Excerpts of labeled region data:
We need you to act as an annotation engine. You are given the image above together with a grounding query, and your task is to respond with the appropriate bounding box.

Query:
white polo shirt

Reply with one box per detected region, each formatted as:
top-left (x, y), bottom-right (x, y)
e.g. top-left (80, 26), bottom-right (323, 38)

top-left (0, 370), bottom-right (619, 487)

§ **WORK INSTRUCTIONS**
Please arrange the data as a two-column CSV with the header query_text,answer. Give one row per item, putting each item's full text and its answer in separate quoted fields with line breaks turned into spaces.

§ **OUTPUT OF THE TASK**
query_text,answer
"We need you to act as an annotation engine. You are given the image above together with a grounding query, and your task is to respond with the appropriate bounding box. Query: white polo shirt Reply with one box per detected region, each formatted as: top-left (x, y), bottom-right (x, y) e.g. top-left (80, 26), bottom-right (323, 38)","top-left (0, 370), bottom-right (619, 487)"